-- Start of STORED ROWS --
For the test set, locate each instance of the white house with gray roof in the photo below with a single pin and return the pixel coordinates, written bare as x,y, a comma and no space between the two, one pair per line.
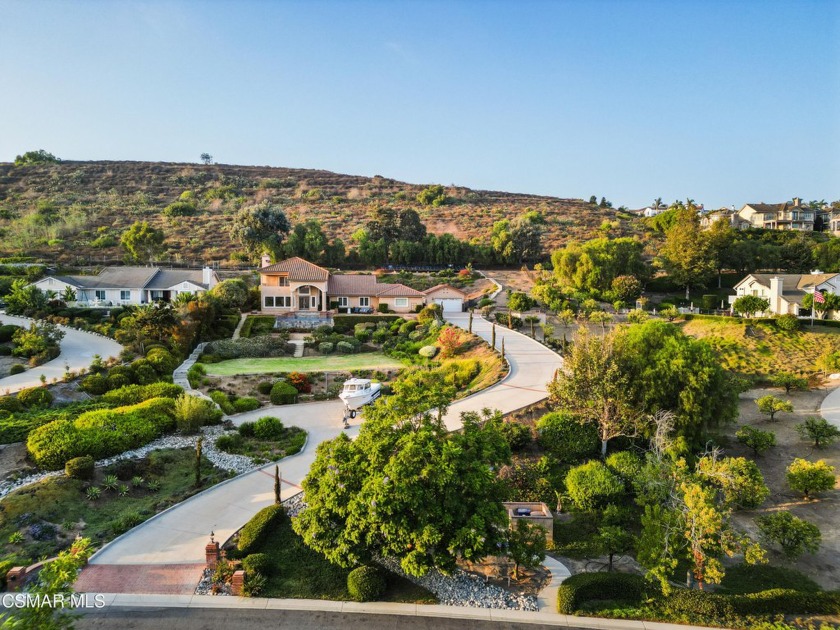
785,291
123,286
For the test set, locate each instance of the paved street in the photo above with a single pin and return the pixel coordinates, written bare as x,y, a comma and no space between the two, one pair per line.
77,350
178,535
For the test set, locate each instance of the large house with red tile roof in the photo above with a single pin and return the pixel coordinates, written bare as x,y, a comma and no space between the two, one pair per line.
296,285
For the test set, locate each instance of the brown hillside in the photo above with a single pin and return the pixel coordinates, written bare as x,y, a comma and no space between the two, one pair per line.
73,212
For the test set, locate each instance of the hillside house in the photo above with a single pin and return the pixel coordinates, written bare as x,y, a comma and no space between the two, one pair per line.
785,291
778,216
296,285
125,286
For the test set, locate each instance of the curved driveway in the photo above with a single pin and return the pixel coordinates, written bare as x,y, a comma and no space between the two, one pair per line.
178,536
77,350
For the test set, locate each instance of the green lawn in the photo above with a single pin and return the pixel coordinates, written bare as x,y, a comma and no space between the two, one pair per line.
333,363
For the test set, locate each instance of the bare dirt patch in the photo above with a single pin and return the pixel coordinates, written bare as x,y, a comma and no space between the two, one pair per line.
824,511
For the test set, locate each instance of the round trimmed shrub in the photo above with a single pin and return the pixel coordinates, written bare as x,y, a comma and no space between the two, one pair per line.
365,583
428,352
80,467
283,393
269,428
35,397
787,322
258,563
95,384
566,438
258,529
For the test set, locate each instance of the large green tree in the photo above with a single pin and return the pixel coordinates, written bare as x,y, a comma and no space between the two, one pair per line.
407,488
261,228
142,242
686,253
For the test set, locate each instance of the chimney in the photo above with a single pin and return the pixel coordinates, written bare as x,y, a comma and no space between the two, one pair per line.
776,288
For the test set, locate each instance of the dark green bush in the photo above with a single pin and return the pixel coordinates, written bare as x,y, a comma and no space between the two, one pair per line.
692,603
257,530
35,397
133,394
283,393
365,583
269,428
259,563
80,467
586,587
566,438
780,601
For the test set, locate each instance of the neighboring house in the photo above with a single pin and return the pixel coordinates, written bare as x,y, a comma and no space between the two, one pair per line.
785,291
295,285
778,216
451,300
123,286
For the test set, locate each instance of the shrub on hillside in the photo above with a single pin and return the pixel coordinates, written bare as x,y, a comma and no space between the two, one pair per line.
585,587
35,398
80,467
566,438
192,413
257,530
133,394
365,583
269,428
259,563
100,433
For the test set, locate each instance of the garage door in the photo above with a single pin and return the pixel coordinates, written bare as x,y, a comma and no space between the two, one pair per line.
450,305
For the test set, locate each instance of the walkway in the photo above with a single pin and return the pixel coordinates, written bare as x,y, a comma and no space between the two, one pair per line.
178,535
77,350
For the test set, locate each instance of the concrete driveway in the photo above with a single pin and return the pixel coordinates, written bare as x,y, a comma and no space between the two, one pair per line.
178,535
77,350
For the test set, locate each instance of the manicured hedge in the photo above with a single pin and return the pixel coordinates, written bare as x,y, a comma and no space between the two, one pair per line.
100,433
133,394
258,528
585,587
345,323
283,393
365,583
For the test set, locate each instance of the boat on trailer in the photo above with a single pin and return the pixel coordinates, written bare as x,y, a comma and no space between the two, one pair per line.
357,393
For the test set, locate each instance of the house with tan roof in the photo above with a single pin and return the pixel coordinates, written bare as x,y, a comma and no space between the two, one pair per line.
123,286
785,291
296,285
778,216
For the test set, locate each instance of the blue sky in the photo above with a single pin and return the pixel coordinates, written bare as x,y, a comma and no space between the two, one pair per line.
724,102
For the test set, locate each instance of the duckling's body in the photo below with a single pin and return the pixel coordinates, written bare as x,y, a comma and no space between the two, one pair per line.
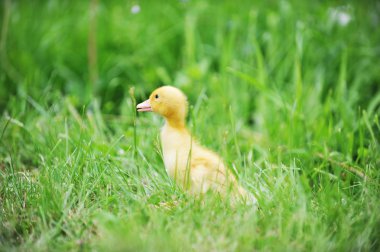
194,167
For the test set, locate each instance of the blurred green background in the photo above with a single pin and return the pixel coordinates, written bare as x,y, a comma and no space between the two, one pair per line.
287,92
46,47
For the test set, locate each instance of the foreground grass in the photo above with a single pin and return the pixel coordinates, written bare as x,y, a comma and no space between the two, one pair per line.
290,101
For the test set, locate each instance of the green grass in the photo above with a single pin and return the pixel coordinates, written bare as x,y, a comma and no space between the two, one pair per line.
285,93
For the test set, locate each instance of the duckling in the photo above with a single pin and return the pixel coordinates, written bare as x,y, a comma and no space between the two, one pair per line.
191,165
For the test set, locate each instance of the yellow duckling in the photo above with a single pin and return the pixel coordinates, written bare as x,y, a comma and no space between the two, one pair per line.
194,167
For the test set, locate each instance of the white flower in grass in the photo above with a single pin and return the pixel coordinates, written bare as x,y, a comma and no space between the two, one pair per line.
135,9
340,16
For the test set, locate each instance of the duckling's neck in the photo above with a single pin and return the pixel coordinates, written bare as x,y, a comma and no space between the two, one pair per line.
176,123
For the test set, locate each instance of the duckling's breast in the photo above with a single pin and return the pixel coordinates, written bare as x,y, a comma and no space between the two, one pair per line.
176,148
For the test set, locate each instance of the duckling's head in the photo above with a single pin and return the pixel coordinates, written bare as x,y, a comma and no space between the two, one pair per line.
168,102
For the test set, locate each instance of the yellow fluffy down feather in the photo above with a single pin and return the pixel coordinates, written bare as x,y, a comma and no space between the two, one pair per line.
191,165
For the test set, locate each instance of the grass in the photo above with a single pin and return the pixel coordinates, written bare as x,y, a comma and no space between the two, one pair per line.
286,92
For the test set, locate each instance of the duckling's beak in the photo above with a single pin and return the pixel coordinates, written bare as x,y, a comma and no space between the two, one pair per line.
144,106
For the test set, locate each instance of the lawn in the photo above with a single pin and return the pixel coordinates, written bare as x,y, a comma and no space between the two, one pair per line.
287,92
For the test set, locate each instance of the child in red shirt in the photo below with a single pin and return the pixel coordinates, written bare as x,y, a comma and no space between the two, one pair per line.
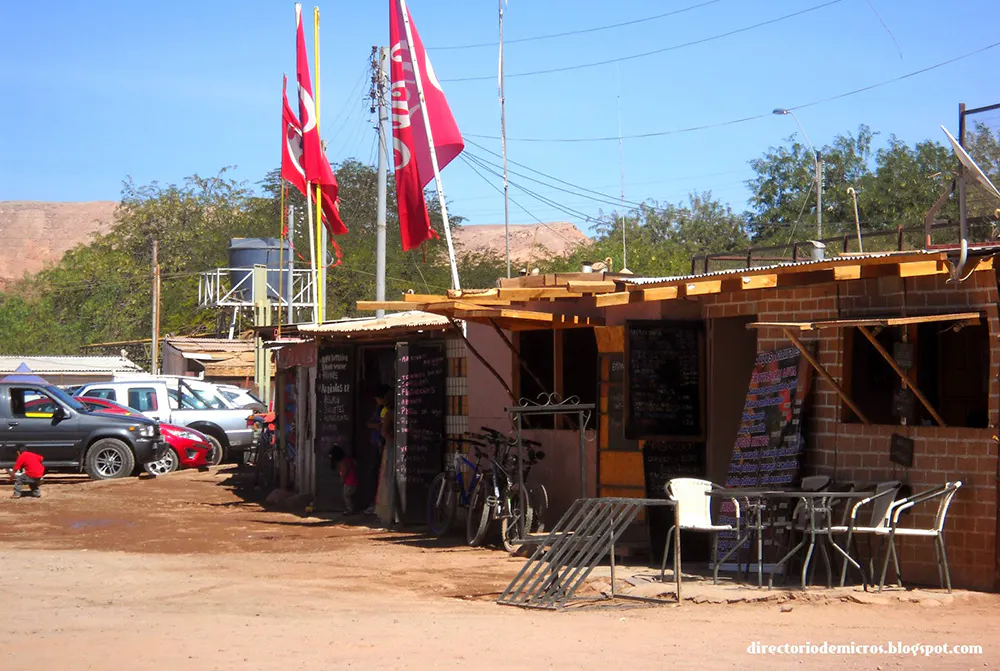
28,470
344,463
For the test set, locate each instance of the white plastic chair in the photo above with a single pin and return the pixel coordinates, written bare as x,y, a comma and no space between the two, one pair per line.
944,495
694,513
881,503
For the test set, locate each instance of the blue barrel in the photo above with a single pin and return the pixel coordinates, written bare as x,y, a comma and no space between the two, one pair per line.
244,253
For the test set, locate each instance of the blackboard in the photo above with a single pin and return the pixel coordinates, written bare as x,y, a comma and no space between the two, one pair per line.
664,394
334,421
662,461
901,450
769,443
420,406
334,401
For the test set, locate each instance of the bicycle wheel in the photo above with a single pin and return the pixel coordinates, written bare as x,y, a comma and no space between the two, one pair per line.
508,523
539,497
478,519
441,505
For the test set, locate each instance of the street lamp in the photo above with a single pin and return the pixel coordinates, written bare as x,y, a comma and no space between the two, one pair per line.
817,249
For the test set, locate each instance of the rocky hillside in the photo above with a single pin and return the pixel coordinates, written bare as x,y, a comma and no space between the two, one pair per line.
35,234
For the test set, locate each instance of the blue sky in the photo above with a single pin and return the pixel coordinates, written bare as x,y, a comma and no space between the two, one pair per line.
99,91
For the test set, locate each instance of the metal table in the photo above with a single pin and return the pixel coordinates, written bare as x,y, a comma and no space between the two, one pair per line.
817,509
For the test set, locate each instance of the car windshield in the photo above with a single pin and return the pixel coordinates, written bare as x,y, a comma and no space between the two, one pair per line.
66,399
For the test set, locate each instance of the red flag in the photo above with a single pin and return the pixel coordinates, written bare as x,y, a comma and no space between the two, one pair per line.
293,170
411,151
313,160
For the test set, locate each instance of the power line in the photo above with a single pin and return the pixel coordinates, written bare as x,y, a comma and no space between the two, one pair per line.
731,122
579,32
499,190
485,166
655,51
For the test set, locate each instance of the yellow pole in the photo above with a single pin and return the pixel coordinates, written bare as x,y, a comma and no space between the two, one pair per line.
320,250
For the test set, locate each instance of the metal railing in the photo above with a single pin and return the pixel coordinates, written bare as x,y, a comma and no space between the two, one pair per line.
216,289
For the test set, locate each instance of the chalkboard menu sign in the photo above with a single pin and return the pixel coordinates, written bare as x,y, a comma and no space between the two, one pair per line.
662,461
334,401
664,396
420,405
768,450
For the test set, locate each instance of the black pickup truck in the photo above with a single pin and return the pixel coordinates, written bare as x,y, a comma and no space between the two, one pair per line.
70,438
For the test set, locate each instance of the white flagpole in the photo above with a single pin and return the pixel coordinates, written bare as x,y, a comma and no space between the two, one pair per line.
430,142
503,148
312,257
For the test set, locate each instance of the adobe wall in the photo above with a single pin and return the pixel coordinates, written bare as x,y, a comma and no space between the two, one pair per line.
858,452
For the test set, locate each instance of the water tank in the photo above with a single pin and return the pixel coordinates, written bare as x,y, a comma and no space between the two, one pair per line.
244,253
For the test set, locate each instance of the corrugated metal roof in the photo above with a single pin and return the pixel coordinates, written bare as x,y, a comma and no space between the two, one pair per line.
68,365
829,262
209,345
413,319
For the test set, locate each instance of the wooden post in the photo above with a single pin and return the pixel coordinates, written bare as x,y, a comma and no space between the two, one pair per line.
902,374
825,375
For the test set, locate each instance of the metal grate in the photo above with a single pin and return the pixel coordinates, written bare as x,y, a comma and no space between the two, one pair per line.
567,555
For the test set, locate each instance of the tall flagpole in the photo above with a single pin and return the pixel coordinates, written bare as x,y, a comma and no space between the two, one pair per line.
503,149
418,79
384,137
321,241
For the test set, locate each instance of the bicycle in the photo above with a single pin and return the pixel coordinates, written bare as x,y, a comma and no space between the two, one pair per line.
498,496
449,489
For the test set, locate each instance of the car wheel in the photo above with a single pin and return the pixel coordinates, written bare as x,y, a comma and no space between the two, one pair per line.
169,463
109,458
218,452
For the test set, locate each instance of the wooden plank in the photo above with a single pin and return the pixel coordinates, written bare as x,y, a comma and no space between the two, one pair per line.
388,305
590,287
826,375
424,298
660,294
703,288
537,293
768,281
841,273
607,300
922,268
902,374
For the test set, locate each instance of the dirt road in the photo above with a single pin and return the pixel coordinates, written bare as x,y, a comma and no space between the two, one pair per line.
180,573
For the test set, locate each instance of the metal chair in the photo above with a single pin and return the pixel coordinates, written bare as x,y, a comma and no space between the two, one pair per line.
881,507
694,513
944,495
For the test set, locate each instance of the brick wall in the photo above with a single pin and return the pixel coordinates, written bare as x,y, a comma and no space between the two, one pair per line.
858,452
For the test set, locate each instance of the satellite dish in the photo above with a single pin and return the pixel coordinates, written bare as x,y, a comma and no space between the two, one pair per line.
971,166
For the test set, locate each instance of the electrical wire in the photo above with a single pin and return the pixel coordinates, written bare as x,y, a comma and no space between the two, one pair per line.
-- End of STORED ROWS --
- [WHAT TO PRODUCE] Take the line holding "For the test set, locate each instance of the dirt" and all lines after it through the end of the data, and set them down exactly.

- [SOLUTION TO THE EXERCISE]
For the test set, locate each instance of the dirt road in the photo above with a single pin and return the pixel coordinates, written bare as x,y, a comma and no space between the two, one pair per line.
180,573
For the test set, locate each instance of the metal chair in the photo above with a single pin and return the pixel coordinates, written bare as x,y, a comma and no space between the two, one pair per line.
881,507
694,513
944,495
For the test set, locate each instance of the brick wall in the photo above with a single pin and return the pixel coordinates, written bare as x,y, a comma and no space between the two, one pair per line.
858,452
For the test set, locate each instance of the satellite dish in the photo above with a single pin and return the pixel coordinates, written bare as x,y, a comma and no space between the two, one pair per line.
971,166
For the test set, locate each instance of the electrical wire in the photo above with a single pin and return the pixel coordinates, written bare as x,y, a comma and no space between the two, one pair per line.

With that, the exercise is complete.